=== Begin Enclosure ===

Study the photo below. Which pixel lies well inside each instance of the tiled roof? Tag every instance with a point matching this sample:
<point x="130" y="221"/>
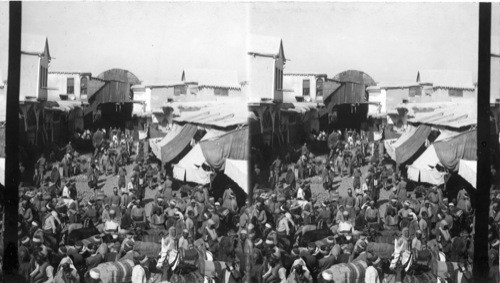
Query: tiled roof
<point x="354" y="76"/>
<point x="305" y="74"/>
<point x="70" y="73"/>
<point x="212" y="78"/>
<point x="389" y="85"/>
<point x="263" y="45"/>
<point x="455" y="116"/>
<point x="164" y="84"/>
<point x="221" y="115"/>
<point x="446" y="78"/>
<point x="33" y="43"/>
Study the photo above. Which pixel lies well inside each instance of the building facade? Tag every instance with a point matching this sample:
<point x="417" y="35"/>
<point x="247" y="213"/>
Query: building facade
<point x="303" y="87"/>
<point x="68" y="85"/>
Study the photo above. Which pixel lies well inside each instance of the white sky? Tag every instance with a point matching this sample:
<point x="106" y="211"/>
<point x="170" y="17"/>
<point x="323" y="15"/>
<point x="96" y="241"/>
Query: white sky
<point x="156" y="41"/>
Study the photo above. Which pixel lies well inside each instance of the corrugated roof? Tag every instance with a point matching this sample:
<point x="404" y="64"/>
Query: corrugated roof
<point x="212" y="77"/>
<point x="34" y="43"/>
<point x="305" y="74"/>
<point x="64" y="105"/>
<point x="119" y="75"/>
<point x="446" y="78"/>
<point x="301" y="107"/>
<point x="71" y="73"/>
<point x="389" y="85"/>
<point x="164" y="84"/>
<point x="423" y="108"/>
<point x="264" y="45"/>
<point x="354" y="76"/>
<point x="455" y="116"/>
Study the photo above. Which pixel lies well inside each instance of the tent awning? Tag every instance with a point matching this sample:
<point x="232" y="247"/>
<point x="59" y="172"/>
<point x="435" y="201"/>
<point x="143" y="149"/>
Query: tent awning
<point x="463" y="146"/>
<point x="409" y="147"/>
<point x="237" y="170"/>
<point x="468" y="170"/>
<point x="408" y="144"/>
<point x="424" y="168"/>
<point x="157" y="141"/>
<point x="232" y="145"/>
<point x="173" y="143"/>
<point x="392" y="144"/>
<point x="189" y="168"/>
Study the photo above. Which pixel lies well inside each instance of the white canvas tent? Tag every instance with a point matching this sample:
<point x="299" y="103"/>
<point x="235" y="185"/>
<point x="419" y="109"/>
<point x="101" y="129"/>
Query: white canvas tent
<point x="237" y="170"/>
<point x="468" y="170"/>
<point x="157" y="144"/>
<point x="424" y="168"/>
<point x="189" y="168"/>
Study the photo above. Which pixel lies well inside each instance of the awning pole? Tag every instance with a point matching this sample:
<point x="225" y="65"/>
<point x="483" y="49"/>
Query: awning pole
<point x="482" y="193"/>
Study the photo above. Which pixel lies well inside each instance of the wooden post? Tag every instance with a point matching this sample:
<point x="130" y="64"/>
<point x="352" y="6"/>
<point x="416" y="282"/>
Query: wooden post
<point x="482" y="193"/>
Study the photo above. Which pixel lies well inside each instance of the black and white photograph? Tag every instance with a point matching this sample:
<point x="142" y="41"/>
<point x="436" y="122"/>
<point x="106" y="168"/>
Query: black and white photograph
<point x="261" y="142"/>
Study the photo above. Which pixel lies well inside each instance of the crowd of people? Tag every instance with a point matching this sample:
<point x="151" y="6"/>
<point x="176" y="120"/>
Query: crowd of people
<point x="286" y="233"/>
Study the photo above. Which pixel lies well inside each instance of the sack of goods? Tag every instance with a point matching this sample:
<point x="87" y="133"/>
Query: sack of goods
<point x="382" y="250"/>
<point x="120" y="271"/>
<point x="441" y="268"/>
<point x="151" y="250"/>
<point x="353" y="272"/>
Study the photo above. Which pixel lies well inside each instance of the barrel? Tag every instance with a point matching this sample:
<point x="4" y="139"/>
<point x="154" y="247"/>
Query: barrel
<point x="191" y="277"/>
<point x="90" y="240"/>
<point x="116" y="272"/>
<point x="353" y="272"/>
<point x="151" y="250"/>
<point x="440" y="268"/>
<point x="421" y="278"/>
<point x="151" y="239"/>
<point x="381" y="250"/>
<point x="212" y="267"/>
<point x="387" y="236"/>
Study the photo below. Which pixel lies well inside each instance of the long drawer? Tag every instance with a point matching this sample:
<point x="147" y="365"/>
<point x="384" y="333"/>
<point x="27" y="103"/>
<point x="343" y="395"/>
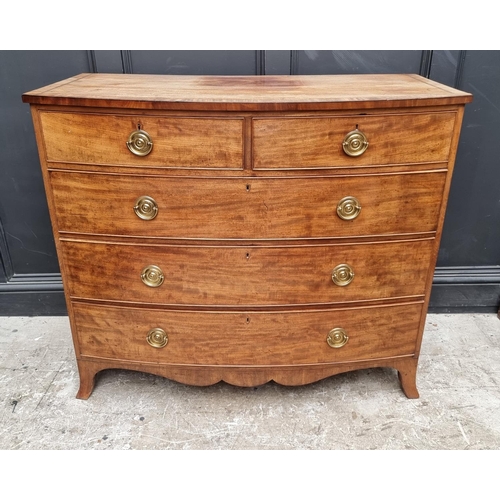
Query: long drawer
<point x="235" y="276"/>
<point x="248" y="208"/>
<point x="176" y="142"/>
<point x="314" y="142"/>
<point x="246" y="338"/>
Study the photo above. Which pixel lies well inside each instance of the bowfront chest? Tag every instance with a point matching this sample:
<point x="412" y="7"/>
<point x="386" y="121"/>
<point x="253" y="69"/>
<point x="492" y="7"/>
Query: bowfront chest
<point x="247" y="229"/>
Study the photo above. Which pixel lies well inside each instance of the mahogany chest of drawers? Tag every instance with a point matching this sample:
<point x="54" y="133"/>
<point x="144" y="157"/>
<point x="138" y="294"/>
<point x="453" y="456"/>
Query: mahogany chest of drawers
<point x="247" y="229"/>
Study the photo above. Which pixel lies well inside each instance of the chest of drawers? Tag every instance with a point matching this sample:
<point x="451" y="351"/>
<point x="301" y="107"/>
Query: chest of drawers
<point x="247" y="229"/>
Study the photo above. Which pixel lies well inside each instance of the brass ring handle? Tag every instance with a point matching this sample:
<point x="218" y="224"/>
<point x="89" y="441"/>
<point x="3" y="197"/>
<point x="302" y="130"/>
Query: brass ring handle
<point x="342" y="274"/>
<point x="355" y="143"/>
<point x="157" y="338"/>
<point x="337" y="338"/>
<point x="152" y="276"/>
<point x="140" y="143"/>
<point x="348" y="208"/>
<point x="146" y="208"/>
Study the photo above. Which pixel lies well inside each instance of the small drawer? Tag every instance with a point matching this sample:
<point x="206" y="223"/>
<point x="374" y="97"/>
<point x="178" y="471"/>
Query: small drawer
<point x="285" y="208"/>
<point x="293" y="143"/>
<point x="247" y="276"/>
<point x="126" y="139"/>
<point x="246" y="338"/>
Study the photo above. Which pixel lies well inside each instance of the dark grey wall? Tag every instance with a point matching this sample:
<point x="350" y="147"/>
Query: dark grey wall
<point x="468" y="274"/>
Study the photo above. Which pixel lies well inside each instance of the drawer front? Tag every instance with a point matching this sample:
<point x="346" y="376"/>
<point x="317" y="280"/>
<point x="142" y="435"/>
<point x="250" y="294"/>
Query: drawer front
<point x="258" y="276"/>
<point x="318" y="142"/>
<point x="177" y="142"/>
<point x="239" y="338"/>
<point x="247" y="208"/>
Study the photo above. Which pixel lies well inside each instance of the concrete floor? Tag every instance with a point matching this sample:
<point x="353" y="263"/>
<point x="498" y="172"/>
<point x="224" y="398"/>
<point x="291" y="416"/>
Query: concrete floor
<point x="458" y="380"/>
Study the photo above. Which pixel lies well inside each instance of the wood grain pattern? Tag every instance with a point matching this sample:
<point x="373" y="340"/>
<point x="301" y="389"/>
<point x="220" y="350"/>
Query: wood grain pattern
<point x="247" y="376"/>
<point x="317" y="142"/>
<point x="178" y="142"/>
<point x="247" y="233"/>
<point x="247" y="208"/>
<point x="235" y="276"/>
<point x="252" y="93"/>
<point x="247" y="338"/>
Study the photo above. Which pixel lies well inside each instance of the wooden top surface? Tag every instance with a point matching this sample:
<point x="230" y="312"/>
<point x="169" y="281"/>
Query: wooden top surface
<point x="247" y="93"/>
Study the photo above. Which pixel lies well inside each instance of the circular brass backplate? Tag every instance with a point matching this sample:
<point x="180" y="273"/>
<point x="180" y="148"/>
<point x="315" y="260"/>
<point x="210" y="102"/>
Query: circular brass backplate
<point x="342" y="274"/>
<point x="348" y="208"/>
<point x="337" y="338"/>
<point x="355" y="143"/>
<point x="152" y="276"/>
<point x="146" y="208"/>
<point x="157" y="338"/>
<point x="140" y="143"/>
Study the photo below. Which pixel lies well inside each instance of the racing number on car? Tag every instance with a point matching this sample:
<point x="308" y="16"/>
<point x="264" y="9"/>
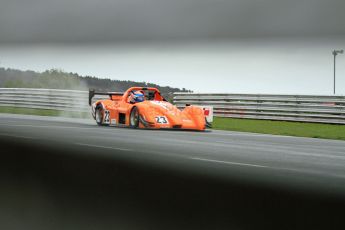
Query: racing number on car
<point x="106" y="116"/>
<point x="161" y="120"/>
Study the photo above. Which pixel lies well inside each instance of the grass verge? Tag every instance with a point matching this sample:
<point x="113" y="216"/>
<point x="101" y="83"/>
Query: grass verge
<point x="43" y="112"/>
<point x="287" y="128"/>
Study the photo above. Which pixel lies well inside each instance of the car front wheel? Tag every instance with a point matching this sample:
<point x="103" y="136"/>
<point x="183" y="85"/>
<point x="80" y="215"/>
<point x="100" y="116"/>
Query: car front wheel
<point x="134" y="118"/>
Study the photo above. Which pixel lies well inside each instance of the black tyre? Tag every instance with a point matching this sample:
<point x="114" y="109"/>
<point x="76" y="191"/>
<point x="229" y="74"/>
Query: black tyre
<point x="99" y="113"/>
<point x="134" y="118"/>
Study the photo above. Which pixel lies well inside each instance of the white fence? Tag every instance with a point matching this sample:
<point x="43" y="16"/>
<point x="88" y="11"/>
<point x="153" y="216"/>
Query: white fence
<point x="306" y="108"/>
<point x="323" y="109"/>
<point x="64" y="100"/>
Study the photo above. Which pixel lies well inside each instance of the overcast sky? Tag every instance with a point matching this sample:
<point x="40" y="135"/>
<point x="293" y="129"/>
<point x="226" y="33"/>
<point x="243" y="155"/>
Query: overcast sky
<point x="259" y="46"/>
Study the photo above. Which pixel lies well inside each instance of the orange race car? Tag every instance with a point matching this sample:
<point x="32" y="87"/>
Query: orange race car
<point x="141" y="107"/>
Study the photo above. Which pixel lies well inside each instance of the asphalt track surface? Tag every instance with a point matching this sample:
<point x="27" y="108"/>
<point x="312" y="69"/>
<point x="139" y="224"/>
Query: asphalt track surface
<point x="251" y="163"/>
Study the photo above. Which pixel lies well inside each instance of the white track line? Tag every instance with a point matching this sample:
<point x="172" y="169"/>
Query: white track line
<point x="16" y="136"/>
<point x="228" y="162"/>
<point x="103" y="147"/>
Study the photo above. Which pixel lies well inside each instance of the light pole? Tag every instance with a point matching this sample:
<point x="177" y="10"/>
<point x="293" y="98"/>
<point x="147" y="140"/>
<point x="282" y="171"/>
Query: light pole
<point x="335" y="53"/>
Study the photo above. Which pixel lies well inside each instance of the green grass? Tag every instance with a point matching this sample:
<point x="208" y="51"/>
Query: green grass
<point x="287" y="128"/>
<point x="43" y="112"/>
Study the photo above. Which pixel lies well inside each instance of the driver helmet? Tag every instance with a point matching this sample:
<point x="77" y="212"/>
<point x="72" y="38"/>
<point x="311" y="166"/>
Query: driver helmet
<point x="137" y="96"/>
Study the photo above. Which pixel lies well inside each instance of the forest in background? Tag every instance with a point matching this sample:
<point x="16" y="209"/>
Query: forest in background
<point x="58" y="79"/>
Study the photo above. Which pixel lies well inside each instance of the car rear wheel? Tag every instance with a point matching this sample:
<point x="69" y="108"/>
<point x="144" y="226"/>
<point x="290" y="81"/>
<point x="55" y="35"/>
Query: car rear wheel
<point x="99" y="115"/>
<point x="134" y="118"/>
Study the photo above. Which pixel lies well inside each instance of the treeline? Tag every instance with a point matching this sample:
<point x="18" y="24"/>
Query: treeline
<point x="57" y="79"/>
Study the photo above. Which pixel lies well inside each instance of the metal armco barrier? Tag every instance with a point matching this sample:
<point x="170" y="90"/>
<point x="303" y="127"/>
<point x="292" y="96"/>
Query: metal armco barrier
<point x="63" y="100"/>
<point x="306" y="108"/>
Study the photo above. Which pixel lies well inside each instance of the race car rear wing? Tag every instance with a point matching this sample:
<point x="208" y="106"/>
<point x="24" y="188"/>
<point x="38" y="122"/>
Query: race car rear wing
<point x="92" y="93"/>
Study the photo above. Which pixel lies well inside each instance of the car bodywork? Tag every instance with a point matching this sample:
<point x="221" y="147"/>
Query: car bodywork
<point x="155" y="112"/>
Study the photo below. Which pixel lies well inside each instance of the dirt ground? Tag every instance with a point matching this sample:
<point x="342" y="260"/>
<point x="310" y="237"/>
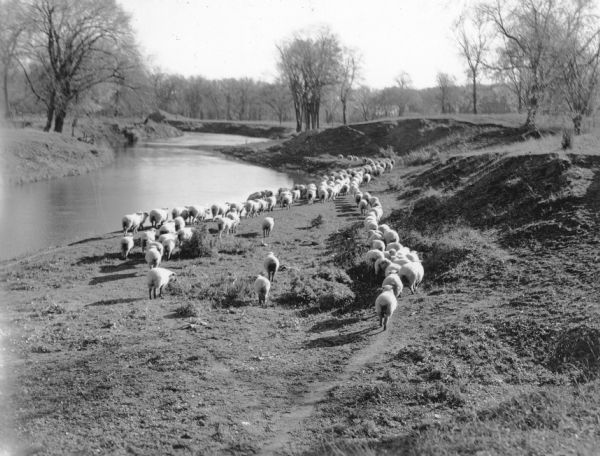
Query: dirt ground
<point x="497" y="353"/>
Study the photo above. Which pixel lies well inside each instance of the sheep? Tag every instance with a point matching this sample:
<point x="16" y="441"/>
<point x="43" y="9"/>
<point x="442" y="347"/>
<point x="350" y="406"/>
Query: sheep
<point x="126" y="245"/>
<point x="179" y="222"/>
<point x="146" y="236"/>
<point x="224" y="225"/>
<point x="385" y="305"/>
<point x="271" y="266"/>
<point x="413" y="273"/>
<point x="158" y="217"/>
<point x="268" y="224"/>
<point x="157" y="245"/>
<point x="376" y="244"/>
<point x="169" y="245"/>
<point x="168" y="227"/>
<point x="184" y="235"/>
<point x="395" y="282"/>
<point x="181" y="211"/>
<point x="157" y="278"/>
<point x="262" y="285"/>
<point x="154" y="257"/>
<point x="133" y="222"/>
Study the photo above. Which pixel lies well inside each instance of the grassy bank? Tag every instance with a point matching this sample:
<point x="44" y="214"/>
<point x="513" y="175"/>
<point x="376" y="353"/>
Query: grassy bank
<point x="496" y="354"/>
<point x="29" y="154"/>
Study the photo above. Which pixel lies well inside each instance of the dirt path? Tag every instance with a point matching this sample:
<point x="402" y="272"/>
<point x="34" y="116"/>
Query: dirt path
<point x="282" y="442"/>
<point x="292" y="421"/>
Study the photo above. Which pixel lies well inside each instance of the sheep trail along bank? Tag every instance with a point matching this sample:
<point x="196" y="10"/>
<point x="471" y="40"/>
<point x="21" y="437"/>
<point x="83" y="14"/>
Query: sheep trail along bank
<point x="496" y="353"/>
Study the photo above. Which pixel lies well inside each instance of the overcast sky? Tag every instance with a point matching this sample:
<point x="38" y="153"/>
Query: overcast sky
<point x="236" y="38"/>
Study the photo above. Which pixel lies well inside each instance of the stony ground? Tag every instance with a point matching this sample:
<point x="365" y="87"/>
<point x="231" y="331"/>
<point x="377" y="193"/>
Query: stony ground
<point x="496" y="354"/>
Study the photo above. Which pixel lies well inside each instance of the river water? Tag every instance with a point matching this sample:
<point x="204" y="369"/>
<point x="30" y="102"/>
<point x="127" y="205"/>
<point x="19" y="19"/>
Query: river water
<point x="166" y="173"/>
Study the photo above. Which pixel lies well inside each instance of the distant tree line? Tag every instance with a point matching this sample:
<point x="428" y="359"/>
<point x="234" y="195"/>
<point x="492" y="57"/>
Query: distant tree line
<point x="79" y="57"/>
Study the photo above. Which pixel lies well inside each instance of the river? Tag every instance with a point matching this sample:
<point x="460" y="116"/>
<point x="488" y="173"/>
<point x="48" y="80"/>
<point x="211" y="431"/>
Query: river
<point x="167" y="173"/>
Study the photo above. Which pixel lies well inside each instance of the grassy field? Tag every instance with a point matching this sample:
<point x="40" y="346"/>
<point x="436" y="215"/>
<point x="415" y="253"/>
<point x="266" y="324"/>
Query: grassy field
<point x="497" y="353"/>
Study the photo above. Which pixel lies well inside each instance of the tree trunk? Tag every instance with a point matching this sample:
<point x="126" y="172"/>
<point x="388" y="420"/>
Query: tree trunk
<point x="531" y="114"/>
<point x="49" y="113"/>
<point x="577" y="119"/>
<point x="59" y="120"/>
<point x="474" y="94"/>
<point x="7" y="112"/>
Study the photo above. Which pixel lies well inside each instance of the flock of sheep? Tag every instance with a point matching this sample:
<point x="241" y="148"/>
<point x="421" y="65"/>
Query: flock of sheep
<point x="387" y="256"/>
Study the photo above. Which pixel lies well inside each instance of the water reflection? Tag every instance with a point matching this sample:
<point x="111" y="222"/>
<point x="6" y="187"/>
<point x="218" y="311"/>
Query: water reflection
<point x="168" y="173"/>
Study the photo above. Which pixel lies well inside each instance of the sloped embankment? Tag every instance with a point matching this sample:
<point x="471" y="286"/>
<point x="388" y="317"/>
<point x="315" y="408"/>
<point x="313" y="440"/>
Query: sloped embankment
<point x="499" y="351"/>
<point x="315" y="151"/>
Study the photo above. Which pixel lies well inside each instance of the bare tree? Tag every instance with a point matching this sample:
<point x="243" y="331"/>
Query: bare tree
<point x="578" y="55"/>
<point x="403" y="84"/>
<point x="445" y="84"/>
<point x="530" y="30"/>
<point x="309" y="65"/>
<point x="472" y="38"/>
<point x="13" y="33"/>
<point x="349" y="73"/>
<point x="277" y="97"/>
<point x="77" y="45"/>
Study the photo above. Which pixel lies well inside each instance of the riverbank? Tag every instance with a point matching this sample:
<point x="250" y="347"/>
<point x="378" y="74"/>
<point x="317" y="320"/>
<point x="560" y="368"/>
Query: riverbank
<point x="257" y="129"/>
<point x="31" y="155"/>
<point x="496" y="353"/>
<point x="317" y="151"/>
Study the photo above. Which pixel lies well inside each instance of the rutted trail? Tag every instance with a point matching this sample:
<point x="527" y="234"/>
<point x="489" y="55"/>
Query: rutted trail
<point x="282" y="442"/>
<point x="305" y="406"/>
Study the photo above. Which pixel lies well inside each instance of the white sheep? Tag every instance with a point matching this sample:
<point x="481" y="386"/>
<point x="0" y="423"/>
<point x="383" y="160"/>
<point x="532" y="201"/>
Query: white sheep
<point x="385" y="305"/>
<point x="146" y="236"/>
<point x="153" y="256"/>
<point x="126" y="245"/>
<point x="413" y="273"/>
<point x="262" y="285"/>
<point x="158" y="217"/>
<point x="271" y="266"/>
<point x="133" y="222"/>
<point x="179" y="222"/>
<point x="169" y="246"/>
<point x="395" y="282"/>
<point x="157" y="278"/>
<point x="377" y="244"/>
<point x="268" y="224"/>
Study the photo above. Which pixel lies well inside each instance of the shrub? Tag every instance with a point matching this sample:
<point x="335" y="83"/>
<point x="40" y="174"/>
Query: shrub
<point x="317" y="221"/>
<point x="186" y="310"/>
<point x="235" y="246"/>
<point x="567" y="139"/>
<point x="200" y="245"/>
<point x="318" y="292"/>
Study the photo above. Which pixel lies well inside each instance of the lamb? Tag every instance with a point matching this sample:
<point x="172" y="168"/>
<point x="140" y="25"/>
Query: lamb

=== End Enclosure ===

PROBLEM TO WORK ON:
Each line above that has the word "lamb" must be copied.

EXERCISE ANSWER:
Study the photo above. Which pixel lies well inside each instance of the lamb? Tag every instance with a point matching this sample:
Query: lamb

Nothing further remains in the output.